-- Begin --
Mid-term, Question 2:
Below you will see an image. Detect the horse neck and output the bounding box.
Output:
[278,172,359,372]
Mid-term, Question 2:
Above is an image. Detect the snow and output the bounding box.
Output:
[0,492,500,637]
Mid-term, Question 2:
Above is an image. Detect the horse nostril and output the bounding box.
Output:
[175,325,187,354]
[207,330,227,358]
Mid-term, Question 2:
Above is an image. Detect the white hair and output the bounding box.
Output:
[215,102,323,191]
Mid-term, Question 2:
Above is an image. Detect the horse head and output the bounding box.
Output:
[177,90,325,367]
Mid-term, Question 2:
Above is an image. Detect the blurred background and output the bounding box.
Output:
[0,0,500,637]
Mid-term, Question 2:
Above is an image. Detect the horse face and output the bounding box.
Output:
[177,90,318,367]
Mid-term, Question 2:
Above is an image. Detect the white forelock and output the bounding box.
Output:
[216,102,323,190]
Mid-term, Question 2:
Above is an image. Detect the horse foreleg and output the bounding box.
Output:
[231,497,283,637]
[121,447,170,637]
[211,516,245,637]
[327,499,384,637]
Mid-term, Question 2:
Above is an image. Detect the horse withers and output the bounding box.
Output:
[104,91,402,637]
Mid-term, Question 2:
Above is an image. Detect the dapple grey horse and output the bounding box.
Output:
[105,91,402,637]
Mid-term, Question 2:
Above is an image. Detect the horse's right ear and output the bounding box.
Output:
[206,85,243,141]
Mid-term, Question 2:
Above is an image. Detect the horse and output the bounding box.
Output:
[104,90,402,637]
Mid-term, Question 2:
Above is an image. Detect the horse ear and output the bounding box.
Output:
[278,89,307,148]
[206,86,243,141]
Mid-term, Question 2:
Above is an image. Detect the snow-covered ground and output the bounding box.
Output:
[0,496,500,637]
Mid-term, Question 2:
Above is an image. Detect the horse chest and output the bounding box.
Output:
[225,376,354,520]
-- End --
## Requirement
Write out the records above verbatim, starting with their first line and continuing up to and including the line that contains "[177,90,325,367]".

## Exercise answer
Mid-term, Question 2:
Below you will see an image. Detect the horse neck and output the bounding box.
Output:
[278,172,359,372]
Mid-term, Question 2:
Above is an image. Detect the snow and output the bounding box.
Output:
[0,492,500,637]
Mid-term, Question 2:
Above is an image. Detect the horse nostril and output the bounding box.
Output:
[175,325,187,354]
[207,330,227,358]
Mid-term, Question 2:
Above is an image. Detect the white hair and output the bounding box.
Output:
[215,102,323,191]
Mid-term, Question 2:
Above is an image. Detect the horse head and output the bounding box.
Output:
[177,90,325,367]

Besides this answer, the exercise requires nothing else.